• [GOAL]
Write out the lines from the one containing "Mark every instance of the dog's black" through the last line, with "single point" replaced by "single dot" and nothing else changed.

Items listed in a dataset
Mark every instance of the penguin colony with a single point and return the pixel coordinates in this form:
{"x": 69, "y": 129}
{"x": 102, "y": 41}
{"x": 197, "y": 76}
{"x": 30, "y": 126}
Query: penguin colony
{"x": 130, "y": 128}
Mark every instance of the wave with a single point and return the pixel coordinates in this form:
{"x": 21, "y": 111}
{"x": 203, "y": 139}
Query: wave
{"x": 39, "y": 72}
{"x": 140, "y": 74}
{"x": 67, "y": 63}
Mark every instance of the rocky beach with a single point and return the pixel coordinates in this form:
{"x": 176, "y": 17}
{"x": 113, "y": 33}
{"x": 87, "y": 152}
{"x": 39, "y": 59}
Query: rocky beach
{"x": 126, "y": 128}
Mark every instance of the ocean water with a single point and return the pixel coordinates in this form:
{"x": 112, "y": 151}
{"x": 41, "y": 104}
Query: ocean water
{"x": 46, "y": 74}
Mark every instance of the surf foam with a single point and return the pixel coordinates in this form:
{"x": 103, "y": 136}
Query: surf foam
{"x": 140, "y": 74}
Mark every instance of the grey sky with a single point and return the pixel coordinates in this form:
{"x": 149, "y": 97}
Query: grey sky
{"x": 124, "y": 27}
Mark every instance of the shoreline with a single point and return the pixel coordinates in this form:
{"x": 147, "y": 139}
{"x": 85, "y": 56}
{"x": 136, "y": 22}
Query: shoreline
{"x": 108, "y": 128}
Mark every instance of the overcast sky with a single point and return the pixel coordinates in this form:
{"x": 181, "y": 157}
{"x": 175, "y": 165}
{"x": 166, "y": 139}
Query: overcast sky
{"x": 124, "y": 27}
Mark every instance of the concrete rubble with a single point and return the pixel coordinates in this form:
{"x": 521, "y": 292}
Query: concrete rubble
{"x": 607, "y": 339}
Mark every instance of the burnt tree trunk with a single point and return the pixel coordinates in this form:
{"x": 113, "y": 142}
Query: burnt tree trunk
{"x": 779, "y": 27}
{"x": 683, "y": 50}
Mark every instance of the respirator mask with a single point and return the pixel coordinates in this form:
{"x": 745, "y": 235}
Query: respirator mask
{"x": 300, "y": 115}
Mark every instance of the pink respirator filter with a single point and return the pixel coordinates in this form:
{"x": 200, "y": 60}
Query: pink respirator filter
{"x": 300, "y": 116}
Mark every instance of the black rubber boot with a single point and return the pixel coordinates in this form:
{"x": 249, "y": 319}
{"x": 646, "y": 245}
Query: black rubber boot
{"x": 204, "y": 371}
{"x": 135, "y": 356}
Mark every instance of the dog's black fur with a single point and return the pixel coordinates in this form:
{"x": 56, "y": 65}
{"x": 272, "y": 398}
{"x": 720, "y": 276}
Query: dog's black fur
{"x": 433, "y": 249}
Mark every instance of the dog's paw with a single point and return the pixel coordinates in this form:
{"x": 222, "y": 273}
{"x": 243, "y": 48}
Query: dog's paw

• [RESULT]
Mark every instance of the dog's black fur with a single dot and return the pixel coordinates in this form:
{"x": 56, "y": 65}
{"x": 272, "y": 398}
{"x": 720, "y": 276}
Query: dog's black fur
{"x": 433, "y": 249}
Mark every instance of the dog's paw with a single dot and return the pixel coordinates in this form:
{"x": 222, "y": 273}
{"x": 243, "y": 48}
Query: dog's paw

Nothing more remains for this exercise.